- **Task statement**
Give the line with "Target: wooden plank siding" again, along with every line below it to the end of the records, word for word.

═════ Given information ═════

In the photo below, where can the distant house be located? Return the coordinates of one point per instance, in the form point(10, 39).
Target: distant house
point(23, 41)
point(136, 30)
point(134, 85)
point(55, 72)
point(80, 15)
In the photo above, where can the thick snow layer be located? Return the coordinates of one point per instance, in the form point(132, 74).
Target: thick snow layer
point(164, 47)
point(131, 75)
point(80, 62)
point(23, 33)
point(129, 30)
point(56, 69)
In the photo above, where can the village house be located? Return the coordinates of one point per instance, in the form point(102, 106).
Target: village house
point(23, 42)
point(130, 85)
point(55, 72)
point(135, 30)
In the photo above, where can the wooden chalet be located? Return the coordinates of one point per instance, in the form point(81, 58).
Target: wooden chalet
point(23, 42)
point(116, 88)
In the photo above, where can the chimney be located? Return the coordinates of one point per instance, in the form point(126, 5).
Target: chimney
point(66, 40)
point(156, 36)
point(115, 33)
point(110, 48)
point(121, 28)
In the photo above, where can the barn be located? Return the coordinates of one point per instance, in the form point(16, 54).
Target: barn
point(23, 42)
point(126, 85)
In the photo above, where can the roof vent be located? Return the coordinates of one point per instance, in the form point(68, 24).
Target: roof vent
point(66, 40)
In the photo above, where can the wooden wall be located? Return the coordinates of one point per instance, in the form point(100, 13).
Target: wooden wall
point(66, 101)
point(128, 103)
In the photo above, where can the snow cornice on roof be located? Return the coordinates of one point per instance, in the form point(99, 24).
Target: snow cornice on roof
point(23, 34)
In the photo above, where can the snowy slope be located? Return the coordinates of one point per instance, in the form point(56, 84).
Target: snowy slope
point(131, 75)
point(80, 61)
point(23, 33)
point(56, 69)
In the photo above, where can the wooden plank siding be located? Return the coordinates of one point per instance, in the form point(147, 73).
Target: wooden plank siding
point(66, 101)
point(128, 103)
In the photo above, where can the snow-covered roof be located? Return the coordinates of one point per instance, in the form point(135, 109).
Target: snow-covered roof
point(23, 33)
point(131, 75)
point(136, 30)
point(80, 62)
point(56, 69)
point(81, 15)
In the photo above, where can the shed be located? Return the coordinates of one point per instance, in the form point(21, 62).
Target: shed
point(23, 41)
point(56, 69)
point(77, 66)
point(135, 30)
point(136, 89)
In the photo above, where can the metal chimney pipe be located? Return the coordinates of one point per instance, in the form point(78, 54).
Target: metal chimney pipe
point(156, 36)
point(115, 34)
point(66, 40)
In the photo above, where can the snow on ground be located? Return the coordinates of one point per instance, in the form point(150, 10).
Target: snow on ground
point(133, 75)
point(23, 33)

═════

- **Task result**
Target: wooden plank siding
point(66, 101)
point(128, 103)
In the photo above, where can the snow-covered roof be located? Return the coordinates of one point per instance, in the form point(135, 109).
Target: snow-covered roof
point(23, 33)
point(131, 75)
point(136, 30)
point(80, 62)
point(56, 69)
point(81, 15)
In the photo above, where can the shed be located? Return the coordinates of one point per instance, in the form point(21, 62).
Target: shed
point(23, 41)
point(56, 69)
point(77, 66)
point(135, 30)
point(136, 89)
In the photo above, where can the metal chimney pipe be located? Return the coordinates of one point per instance, in the form point(78, 54).
Target: metal chimney pipe
point(156, 36)
point(115, 34)
point(66, 40)
In the photo above, where can the snow on ground be located? Return the coordinates of one point per instance, in the form point(150, 10).
Target: snow on ground
point(133, 75)
point(23, 33)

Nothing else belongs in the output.